╭─ EXCERPTED TEXT
LIVING AS APPRENTICES
In my first year of teaching junior high (the term shows you how long ago that was!) I had a frustrating experience. It was time for grammar, and we were diagramming sentences (again a sign of my age). It may be hard perhaps to believe, but most of the kids loved that exercise in logic. Except for John. The sentence was “My dog is a collie.” I explained that in order to diagram that sentence, we had to recognize that the dog and the collie were the same – as opposed to the sentence “I see a collie” which is about me and a collie. Somehow John arrived at his own logic and said, “But all dogs are collies.” Thus was launched a half hour discussion during which every student in the class and the teacher across the hall tried to help John see that a collie is a dog but not all dogs are collies. We were not successful.
╰─
In the junior high teaching story, what did John say that set off the class discussion?
╭─ DATA SUPPLIED
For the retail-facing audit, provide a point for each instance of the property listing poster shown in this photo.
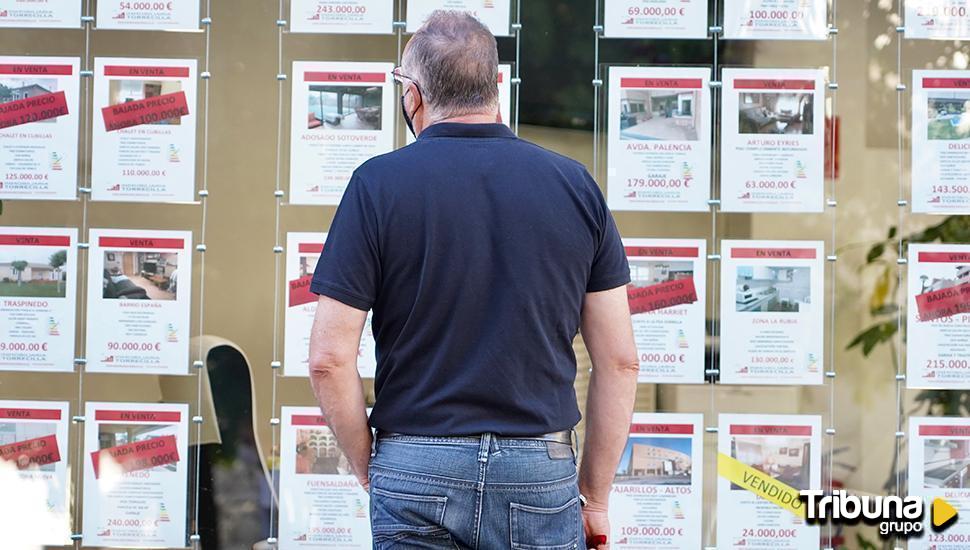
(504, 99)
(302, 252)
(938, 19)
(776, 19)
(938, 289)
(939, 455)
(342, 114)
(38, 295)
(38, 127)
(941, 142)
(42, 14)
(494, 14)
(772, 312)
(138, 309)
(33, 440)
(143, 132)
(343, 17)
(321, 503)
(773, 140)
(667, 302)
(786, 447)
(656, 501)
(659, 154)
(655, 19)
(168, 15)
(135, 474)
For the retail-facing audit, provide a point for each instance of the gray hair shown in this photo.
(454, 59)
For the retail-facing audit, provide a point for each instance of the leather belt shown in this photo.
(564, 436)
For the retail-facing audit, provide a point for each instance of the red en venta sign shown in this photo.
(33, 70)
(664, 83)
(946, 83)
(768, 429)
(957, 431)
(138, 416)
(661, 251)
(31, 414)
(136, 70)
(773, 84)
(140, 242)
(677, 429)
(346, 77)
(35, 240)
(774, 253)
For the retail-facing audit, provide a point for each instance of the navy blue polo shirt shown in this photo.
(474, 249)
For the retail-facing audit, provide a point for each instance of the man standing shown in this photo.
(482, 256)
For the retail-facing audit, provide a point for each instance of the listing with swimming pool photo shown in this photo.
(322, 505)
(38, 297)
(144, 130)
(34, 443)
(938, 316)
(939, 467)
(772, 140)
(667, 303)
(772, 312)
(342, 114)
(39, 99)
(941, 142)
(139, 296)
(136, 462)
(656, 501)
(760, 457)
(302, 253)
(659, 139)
╰─
**ANSWER FOR THIS EXERCISE:** "But all dogs are collies."